TASK OBJECTIVE
Copy out, exactly and with nothing else, the stretch of lines that starts at the line containing "Where can the pickup" and finishes at the end of the data.

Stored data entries
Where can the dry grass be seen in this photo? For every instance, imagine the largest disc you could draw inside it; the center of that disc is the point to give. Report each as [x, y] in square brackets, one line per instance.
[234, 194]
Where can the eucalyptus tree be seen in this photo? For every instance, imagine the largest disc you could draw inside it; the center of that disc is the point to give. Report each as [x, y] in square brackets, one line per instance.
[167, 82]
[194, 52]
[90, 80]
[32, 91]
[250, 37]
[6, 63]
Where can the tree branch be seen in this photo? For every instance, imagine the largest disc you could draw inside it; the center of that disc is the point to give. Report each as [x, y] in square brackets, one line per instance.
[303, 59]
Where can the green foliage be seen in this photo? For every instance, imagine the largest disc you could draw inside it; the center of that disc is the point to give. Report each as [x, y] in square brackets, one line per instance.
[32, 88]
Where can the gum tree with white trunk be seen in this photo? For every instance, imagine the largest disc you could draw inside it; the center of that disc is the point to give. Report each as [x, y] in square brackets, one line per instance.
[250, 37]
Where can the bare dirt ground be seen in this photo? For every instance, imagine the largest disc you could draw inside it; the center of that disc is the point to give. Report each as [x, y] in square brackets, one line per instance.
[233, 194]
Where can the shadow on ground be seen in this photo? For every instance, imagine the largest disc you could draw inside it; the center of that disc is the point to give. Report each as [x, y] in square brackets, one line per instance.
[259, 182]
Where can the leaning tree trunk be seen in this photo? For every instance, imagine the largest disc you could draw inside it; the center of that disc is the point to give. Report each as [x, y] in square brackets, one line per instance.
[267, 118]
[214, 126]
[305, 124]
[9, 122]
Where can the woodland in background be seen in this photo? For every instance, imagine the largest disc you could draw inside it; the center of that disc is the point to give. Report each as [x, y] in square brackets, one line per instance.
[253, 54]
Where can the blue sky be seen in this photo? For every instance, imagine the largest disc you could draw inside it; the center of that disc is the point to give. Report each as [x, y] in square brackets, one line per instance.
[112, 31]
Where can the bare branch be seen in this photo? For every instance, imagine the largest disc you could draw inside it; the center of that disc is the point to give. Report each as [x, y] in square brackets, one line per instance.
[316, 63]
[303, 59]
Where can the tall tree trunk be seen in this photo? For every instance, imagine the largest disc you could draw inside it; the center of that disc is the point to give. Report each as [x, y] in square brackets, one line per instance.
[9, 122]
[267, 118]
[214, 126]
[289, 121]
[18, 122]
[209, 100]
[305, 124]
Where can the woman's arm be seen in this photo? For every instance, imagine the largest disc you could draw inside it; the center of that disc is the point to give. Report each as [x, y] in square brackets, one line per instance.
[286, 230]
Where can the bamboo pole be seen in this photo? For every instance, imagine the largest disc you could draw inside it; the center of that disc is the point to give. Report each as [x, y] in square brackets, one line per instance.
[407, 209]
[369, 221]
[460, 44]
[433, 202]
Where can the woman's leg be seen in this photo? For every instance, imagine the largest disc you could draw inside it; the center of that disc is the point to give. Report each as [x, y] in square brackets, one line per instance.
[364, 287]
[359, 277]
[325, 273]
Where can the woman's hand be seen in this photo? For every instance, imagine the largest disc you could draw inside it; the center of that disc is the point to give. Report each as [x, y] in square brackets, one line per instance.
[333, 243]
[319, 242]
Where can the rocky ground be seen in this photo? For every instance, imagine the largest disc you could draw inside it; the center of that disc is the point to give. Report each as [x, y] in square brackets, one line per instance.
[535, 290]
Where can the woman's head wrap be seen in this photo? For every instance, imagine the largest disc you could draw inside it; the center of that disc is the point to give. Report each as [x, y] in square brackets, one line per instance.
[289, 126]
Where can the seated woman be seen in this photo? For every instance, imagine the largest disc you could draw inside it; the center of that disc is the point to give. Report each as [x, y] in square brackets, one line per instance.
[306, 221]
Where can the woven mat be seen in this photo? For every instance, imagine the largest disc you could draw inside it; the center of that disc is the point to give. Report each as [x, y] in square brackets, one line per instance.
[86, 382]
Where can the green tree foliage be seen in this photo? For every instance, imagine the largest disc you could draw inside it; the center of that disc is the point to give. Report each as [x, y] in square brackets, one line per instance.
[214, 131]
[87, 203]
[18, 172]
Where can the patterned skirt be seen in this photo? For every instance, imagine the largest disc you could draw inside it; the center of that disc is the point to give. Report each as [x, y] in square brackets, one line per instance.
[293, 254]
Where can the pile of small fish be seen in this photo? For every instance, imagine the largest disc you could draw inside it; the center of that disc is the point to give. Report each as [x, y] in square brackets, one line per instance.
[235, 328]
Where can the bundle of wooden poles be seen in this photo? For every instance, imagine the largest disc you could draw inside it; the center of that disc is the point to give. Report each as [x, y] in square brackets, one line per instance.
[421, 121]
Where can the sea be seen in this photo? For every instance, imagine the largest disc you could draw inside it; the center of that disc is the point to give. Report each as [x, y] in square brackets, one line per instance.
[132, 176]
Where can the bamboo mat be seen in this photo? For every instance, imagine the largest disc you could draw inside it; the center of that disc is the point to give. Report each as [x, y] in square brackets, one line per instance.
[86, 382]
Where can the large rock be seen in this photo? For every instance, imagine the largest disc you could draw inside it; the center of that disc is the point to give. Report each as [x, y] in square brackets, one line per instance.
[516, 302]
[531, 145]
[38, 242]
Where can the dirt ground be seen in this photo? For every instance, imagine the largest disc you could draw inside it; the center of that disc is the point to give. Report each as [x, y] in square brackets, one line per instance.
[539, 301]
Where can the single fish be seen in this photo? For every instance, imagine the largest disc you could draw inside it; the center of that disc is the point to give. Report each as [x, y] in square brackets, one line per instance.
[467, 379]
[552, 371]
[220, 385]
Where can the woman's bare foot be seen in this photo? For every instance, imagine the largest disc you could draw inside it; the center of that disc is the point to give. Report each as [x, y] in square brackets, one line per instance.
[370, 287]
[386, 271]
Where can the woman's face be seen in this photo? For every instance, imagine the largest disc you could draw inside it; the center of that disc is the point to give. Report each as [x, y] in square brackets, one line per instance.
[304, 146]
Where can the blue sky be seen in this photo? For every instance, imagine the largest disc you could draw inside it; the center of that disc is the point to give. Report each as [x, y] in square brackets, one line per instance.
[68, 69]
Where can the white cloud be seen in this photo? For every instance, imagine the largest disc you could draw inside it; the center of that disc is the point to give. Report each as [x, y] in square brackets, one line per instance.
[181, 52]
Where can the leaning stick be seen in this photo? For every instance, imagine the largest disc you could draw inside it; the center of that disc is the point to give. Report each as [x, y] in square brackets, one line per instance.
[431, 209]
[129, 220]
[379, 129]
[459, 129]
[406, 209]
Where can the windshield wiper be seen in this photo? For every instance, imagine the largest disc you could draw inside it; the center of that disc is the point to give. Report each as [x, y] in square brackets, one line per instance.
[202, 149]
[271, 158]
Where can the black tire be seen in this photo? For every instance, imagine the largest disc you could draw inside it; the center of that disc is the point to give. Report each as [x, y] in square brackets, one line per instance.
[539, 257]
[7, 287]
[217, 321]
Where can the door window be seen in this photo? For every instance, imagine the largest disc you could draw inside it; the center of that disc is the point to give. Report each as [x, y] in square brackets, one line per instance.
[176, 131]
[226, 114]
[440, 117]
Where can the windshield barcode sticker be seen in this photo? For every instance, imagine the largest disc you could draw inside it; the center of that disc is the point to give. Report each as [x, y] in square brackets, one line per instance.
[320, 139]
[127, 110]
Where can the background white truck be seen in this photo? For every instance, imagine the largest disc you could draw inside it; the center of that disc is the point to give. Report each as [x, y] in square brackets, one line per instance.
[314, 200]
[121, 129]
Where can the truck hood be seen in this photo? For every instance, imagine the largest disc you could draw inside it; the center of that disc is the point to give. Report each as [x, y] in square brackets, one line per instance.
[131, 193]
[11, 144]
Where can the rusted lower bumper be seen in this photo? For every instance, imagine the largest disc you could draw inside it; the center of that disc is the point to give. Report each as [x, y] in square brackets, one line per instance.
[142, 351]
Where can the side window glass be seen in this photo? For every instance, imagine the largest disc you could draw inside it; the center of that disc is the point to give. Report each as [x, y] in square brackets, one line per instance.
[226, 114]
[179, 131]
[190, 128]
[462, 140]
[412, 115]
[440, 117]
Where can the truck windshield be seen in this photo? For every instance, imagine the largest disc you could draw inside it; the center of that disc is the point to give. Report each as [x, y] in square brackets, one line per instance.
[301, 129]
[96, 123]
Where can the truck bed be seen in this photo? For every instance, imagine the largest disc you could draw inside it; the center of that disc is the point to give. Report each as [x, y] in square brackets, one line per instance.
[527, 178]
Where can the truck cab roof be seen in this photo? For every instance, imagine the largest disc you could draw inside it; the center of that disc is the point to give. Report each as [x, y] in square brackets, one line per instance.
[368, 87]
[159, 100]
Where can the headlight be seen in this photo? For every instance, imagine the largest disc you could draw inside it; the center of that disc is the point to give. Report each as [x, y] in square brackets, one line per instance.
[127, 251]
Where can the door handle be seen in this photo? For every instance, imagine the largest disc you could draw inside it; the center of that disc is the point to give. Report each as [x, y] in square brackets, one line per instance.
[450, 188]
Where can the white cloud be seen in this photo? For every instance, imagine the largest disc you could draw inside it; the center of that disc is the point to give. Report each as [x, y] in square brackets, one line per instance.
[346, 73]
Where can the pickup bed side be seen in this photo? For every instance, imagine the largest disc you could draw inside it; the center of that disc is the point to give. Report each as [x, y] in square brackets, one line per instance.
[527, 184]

EXERCISE ANSWER
Where can the pickup bed side be seen in this photo? For every instance, imagine the largest disc you could draw inside it; the center of that disc is the point to give. Report each as [x, y] in square brackets, one line per instance.
[527, 184]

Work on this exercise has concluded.